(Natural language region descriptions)
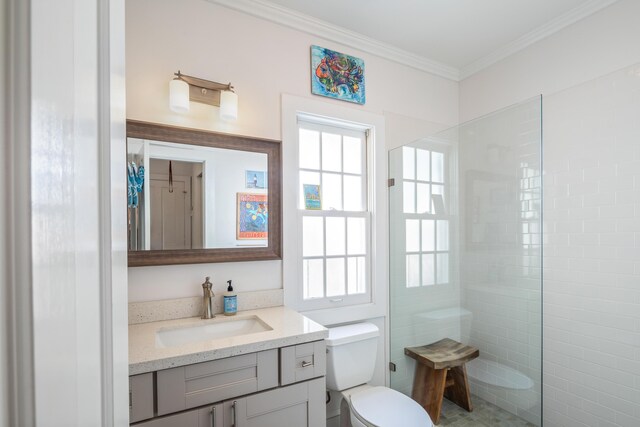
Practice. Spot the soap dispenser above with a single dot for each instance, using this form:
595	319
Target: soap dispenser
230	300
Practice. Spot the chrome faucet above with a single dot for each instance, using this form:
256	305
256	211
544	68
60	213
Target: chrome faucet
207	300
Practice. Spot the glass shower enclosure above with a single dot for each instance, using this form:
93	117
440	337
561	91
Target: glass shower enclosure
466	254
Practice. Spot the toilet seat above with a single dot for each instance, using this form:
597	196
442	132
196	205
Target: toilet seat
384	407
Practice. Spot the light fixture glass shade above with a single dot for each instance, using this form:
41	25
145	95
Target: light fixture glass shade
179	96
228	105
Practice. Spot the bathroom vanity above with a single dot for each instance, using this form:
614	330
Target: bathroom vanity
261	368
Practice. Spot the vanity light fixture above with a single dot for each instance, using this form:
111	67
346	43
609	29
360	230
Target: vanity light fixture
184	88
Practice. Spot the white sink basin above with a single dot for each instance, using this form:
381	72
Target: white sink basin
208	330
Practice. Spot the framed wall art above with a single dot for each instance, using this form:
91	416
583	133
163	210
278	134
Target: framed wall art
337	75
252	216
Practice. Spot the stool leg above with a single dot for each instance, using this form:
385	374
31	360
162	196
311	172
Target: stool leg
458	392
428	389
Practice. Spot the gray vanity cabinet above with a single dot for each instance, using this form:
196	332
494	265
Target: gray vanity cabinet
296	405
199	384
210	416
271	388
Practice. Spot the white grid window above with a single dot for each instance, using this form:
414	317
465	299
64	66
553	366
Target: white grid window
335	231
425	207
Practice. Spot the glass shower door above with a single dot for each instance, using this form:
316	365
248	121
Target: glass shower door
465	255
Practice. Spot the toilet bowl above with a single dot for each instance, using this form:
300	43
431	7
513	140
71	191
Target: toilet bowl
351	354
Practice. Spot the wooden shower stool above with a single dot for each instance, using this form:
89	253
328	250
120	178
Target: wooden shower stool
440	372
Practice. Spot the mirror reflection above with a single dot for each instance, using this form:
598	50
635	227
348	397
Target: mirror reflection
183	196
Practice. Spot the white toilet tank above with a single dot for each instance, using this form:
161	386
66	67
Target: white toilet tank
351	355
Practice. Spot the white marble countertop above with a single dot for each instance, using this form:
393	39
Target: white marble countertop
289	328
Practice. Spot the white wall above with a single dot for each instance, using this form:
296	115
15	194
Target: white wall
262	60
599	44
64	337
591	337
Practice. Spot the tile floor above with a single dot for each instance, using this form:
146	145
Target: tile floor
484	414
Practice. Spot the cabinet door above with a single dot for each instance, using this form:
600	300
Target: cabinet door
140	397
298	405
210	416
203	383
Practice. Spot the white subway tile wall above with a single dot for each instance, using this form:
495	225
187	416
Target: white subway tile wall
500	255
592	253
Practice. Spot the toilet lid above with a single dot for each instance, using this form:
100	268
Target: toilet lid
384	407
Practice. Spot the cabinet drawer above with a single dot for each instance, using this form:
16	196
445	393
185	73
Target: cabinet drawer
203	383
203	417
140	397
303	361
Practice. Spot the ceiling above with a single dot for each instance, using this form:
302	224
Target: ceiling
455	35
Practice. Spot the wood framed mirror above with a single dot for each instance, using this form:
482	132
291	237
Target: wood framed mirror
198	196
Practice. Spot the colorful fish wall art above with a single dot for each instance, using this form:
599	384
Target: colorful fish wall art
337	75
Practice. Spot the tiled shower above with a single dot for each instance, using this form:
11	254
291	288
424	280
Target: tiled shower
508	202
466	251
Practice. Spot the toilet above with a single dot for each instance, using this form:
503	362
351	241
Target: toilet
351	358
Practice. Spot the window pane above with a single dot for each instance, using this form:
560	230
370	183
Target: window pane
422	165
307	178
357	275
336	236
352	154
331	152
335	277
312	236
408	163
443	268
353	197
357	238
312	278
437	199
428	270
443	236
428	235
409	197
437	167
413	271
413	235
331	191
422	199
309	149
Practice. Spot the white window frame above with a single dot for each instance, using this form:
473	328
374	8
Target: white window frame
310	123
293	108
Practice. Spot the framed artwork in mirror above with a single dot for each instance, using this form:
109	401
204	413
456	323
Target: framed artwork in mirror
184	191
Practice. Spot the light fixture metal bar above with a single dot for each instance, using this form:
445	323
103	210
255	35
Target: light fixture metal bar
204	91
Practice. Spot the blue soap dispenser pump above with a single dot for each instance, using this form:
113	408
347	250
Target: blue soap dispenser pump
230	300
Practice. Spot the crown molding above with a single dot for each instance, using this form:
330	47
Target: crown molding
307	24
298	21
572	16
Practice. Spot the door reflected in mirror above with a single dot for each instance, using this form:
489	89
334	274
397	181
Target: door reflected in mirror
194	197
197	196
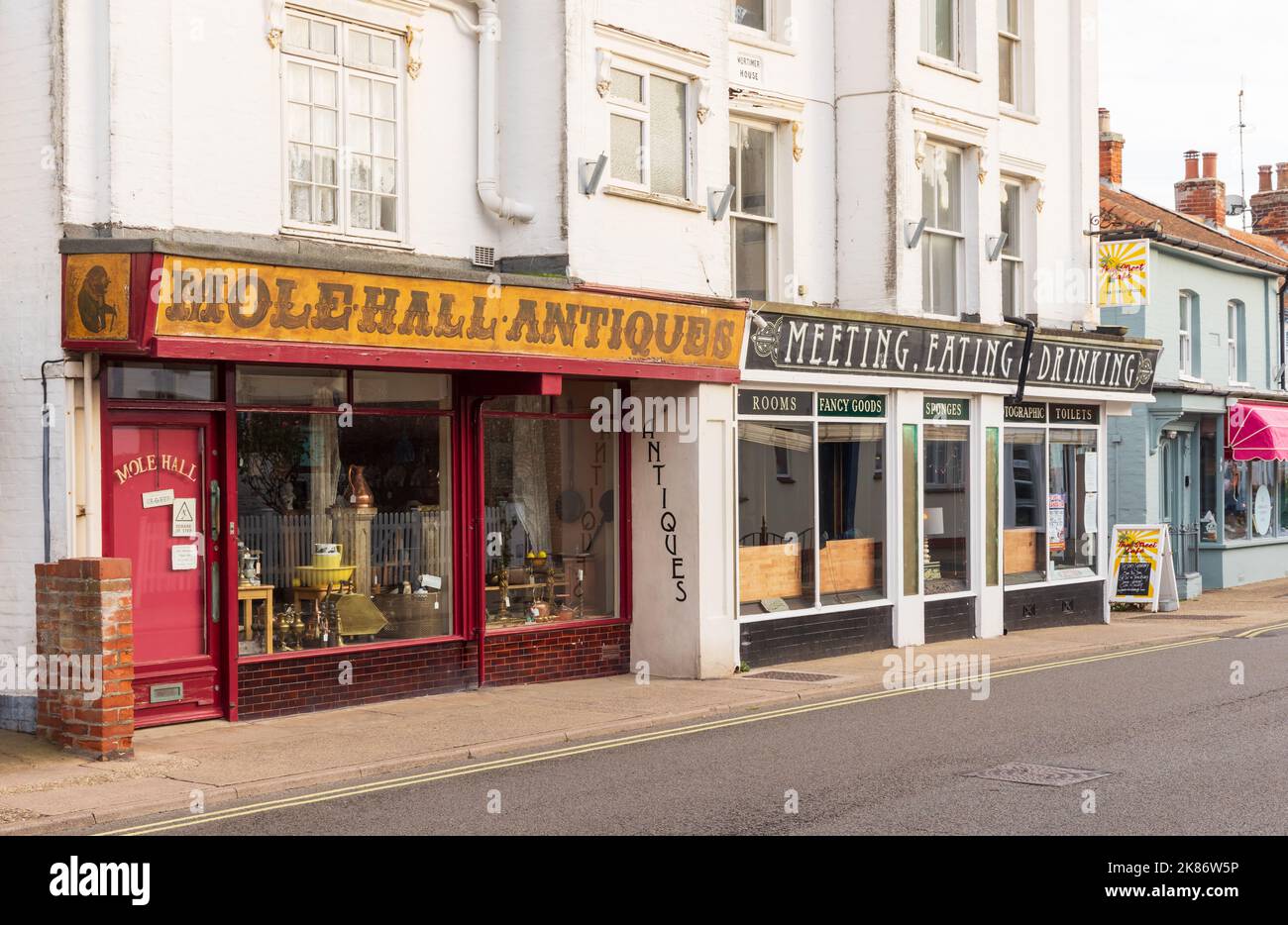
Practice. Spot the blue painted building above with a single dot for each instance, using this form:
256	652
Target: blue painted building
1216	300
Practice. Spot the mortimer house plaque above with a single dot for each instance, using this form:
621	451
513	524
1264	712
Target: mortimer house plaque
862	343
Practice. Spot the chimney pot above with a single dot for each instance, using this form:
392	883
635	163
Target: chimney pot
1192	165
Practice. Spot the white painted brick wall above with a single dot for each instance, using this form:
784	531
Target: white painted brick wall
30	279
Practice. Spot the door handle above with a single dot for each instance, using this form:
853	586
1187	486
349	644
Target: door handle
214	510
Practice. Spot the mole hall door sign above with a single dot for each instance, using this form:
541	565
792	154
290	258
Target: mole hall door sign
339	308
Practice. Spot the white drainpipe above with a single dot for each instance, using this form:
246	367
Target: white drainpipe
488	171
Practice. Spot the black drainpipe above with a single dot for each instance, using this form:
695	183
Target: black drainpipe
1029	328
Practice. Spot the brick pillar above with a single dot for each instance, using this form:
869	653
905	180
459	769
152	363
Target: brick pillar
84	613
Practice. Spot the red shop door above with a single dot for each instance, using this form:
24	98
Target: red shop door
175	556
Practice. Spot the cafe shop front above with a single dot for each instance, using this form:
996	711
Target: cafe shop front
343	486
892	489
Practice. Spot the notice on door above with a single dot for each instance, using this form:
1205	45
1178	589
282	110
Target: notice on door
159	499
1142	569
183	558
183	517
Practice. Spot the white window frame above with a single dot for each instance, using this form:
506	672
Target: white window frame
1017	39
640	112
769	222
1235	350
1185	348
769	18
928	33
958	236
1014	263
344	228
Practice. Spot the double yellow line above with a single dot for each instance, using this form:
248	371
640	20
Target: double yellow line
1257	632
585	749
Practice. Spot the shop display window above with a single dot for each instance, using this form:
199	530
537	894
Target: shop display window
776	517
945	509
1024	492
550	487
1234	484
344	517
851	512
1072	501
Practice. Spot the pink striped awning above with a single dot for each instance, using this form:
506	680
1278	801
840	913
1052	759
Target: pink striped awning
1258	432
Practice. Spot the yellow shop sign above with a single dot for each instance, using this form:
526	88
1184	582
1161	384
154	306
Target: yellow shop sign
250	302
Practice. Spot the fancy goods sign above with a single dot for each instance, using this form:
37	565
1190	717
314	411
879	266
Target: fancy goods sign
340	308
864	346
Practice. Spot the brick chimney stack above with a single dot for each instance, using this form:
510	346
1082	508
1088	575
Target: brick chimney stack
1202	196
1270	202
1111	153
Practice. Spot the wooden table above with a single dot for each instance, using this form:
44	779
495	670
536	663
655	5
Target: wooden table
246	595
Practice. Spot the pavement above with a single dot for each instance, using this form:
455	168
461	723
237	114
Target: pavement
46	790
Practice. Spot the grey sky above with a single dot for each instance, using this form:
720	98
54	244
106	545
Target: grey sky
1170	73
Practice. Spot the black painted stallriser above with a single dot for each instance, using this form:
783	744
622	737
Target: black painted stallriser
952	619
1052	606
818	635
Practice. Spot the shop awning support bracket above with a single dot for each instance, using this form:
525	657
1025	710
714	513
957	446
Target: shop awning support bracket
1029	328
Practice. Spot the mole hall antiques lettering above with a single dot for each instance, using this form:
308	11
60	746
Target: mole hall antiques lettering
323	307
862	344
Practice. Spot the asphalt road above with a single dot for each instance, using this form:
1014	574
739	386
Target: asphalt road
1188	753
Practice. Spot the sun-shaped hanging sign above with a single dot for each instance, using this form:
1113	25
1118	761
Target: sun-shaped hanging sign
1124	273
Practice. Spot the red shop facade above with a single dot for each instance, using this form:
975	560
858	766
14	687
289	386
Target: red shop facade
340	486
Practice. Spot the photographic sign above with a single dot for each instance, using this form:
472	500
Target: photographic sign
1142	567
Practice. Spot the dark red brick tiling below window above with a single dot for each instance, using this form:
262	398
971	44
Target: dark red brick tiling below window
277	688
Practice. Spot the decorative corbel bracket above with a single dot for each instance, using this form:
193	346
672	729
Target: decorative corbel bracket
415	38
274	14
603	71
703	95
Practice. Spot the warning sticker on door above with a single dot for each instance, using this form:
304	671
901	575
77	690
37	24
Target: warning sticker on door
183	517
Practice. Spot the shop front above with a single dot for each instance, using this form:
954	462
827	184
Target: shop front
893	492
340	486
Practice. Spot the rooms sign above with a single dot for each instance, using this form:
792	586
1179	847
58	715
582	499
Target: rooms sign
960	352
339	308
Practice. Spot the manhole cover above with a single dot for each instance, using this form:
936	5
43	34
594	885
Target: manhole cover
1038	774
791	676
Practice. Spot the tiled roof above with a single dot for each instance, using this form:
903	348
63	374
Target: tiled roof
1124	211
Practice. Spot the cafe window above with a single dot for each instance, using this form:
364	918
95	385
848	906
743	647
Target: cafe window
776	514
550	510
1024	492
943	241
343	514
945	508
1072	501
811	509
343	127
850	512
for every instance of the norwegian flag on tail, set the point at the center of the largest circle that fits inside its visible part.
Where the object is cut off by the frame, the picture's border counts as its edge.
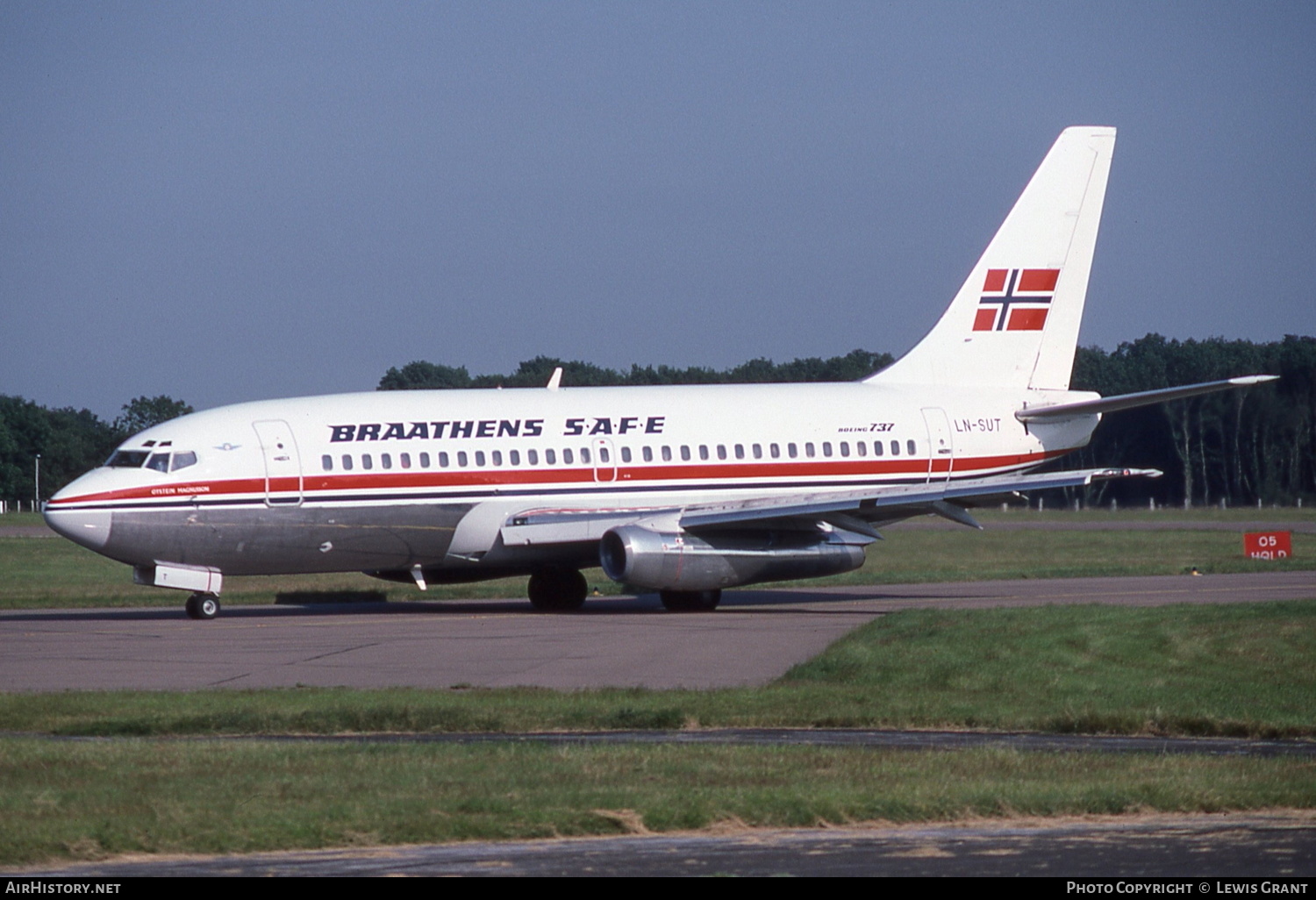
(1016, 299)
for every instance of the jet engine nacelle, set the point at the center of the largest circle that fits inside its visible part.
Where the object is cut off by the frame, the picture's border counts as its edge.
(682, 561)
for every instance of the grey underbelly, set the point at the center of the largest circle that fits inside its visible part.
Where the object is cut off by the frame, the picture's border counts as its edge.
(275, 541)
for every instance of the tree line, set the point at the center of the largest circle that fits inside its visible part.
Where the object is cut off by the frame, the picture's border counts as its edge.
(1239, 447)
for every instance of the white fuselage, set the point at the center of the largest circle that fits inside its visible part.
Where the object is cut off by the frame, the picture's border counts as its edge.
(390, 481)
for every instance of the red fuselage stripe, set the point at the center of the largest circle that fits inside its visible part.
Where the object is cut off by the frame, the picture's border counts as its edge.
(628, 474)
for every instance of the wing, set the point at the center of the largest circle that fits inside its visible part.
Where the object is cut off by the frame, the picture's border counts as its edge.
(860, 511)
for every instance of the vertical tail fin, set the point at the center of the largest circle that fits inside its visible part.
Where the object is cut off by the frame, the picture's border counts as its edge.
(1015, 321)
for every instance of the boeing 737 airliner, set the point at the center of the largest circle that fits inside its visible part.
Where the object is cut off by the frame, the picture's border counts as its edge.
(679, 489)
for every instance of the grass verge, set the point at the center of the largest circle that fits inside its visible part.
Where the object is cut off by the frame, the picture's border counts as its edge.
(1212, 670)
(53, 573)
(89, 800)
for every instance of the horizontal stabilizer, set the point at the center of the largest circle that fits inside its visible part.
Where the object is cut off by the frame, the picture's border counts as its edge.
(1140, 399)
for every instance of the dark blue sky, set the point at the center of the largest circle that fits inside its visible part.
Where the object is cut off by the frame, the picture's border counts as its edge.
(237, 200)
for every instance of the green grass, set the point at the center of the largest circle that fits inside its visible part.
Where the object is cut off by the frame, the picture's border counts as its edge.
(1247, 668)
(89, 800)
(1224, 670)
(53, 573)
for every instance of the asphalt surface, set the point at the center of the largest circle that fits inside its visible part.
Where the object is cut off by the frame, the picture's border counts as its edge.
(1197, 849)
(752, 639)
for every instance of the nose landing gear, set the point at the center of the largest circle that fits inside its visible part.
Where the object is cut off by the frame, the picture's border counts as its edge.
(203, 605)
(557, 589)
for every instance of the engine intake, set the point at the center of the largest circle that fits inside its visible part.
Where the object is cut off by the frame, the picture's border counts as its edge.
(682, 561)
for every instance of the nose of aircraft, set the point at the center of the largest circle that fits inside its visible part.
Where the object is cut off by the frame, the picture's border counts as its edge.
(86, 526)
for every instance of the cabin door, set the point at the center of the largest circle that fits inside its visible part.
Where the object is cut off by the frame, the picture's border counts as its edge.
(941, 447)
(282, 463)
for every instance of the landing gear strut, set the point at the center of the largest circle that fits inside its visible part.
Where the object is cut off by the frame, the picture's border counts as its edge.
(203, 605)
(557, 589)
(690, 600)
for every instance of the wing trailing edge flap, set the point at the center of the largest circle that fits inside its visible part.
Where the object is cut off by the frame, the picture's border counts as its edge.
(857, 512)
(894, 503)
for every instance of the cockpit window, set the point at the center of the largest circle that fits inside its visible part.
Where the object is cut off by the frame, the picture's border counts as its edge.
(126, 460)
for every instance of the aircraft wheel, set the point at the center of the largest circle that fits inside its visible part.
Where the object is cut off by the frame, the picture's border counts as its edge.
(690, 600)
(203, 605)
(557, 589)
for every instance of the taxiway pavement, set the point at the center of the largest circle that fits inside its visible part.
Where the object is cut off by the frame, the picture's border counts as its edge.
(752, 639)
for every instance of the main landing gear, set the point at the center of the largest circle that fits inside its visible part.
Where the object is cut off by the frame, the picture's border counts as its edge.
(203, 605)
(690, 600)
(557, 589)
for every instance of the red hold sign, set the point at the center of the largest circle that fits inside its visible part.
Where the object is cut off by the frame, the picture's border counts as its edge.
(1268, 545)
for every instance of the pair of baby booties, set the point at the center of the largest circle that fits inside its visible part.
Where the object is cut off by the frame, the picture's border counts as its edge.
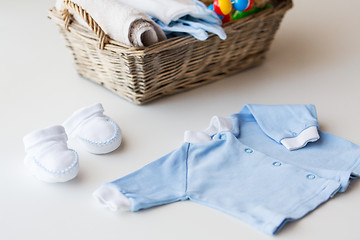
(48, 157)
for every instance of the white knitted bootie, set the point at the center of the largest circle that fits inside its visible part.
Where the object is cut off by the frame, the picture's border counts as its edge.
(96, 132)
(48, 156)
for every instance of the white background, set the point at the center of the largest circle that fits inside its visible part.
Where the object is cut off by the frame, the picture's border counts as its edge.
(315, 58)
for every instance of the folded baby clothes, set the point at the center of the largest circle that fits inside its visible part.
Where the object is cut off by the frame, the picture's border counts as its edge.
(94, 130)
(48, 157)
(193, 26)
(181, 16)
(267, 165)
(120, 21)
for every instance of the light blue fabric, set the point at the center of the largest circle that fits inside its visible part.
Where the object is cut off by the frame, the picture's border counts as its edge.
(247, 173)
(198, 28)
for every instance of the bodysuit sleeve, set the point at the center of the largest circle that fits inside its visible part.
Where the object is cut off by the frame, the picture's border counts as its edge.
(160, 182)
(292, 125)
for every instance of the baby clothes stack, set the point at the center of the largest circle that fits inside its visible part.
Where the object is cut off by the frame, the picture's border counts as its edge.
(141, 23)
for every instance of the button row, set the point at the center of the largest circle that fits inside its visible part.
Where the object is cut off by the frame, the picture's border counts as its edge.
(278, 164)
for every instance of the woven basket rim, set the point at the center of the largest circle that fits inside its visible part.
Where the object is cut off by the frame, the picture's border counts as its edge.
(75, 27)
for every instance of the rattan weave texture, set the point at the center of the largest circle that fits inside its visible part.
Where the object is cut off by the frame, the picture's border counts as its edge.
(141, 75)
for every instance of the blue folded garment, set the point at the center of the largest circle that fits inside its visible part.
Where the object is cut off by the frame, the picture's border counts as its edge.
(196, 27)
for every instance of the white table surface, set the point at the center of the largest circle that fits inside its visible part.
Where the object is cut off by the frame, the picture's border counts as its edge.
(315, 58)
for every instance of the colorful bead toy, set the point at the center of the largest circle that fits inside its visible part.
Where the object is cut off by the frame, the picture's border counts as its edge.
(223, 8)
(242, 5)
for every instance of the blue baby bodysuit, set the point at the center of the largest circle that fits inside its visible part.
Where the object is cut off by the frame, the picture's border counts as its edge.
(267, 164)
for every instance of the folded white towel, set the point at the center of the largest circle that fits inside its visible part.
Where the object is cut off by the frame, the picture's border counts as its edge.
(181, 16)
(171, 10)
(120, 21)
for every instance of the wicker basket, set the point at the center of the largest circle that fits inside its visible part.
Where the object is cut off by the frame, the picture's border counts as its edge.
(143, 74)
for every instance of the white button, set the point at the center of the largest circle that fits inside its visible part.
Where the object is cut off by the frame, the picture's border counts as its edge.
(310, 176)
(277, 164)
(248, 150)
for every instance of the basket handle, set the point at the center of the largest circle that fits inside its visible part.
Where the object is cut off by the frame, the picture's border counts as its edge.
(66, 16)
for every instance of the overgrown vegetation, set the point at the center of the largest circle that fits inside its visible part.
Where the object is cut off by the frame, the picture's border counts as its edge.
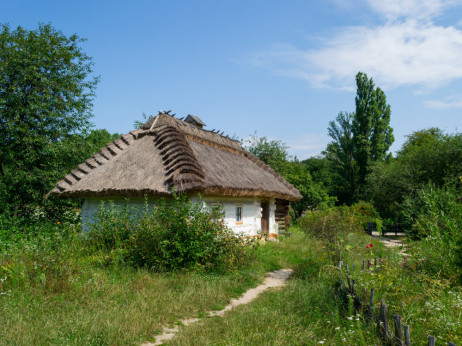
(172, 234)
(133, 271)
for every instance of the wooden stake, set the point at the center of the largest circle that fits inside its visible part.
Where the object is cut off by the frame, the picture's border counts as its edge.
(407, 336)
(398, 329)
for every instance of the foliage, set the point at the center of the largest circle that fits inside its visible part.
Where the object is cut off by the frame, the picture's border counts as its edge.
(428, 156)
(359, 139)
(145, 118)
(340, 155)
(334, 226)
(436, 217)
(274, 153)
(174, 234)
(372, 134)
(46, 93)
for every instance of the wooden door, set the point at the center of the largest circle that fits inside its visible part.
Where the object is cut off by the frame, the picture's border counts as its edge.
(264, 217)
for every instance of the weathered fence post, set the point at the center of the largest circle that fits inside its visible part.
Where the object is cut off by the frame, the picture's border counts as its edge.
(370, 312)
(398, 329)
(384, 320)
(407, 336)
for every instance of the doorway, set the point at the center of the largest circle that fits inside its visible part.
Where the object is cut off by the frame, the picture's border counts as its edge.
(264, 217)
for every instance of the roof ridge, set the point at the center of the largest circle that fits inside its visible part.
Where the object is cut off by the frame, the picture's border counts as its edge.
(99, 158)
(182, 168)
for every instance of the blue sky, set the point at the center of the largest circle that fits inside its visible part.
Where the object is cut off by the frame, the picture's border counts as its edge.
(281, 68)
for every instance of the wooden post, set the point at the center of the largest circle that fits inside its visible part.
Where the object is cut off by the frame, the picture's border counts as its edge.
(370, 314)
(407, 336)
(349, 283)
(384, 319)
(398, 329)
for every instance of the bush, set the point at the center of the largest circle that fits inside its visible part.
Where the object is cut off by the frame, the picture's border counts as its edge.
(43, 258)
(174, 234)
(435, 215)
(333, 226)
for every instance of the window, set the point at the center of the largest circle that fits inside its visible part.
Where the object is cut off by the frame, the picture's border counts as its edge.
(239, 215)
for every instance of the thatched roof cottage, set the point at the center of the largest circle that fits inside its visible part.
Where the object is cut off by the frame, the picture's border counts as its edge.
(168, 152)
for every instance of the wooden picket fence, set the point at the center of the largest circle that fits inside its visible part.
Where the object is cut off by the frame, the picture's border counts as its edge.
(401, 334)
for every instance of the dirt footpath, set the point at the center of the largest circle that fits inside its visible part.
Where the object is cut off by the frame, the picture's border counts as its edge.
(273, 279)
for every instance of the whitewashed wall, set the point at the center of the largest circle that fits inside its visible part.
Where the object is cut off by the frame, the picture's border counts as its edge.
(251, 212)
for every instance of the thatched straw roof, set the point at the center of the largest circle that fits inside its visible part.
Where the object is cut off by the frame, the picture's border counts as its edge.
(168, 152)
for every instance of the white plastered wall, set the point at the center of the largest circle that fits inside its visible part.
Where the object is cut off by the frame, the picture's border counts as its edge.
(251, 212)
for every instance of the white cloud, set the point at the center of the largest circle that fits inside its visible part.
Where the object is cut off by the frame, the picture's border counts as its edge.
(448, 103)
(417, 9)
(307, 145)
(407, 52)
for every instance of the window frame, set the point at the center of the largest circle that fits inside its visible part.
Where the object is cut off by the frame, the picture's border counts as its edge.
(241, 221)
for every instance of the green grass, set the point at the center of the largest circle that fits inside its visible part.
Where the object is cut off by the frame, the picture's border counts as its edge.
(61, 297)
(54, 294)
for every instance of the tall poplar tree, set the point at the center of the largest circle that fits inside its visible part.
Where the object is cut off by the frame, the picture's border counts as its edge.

=== Work instruction ===
Which lines of the data include "bodysuit"? Copy each of them.

=== Solved problem ===
for every instance of the bodysuit sleeve, set the point at the center of the largest circle that fits inside its visible part.
for every instance of the blue baby bodysuit, set the point at the center of the largest circle that fits inside its visible part.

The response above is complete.